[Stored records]
::::::::::

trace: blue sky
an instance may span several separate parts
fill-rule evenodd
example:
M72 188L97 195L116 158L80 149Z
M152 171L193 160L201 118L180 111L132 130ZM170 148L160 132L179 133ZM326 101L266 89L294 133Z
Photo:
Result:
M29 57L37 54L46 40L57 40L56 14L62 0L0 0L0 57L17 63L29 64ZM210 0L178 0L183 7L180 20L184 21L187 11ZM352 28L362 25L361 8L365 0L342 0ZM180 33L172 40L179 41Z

::::::::::

Given instruction: Convert every line of the entries above into a JSON list of strings, with one string per line and no blank lines.

Finished answer:
[
  "trace: blue sky",
  "an instance may span several separate parts",
  "fill-rule evenodd",
  "example:",
  "M72 188L97 195L116 158L80 149Z",
  "M152 171L193 160L201 118L180 111L132 130ZM170 148L160 132L179 133ZM326 101L266 89L294 133Z",
  "Photo:",
  "Result:",
  "M29 57L37 54L46 40L57 40L56 14L62 0L0 0L0 57L17 63L29 64ZM210 0L178 0L183 7L180 20L184 21L187 11ZM352 28L362 25L361 8L365 0L342 0ZM180 33L172 40L179 41Z"
]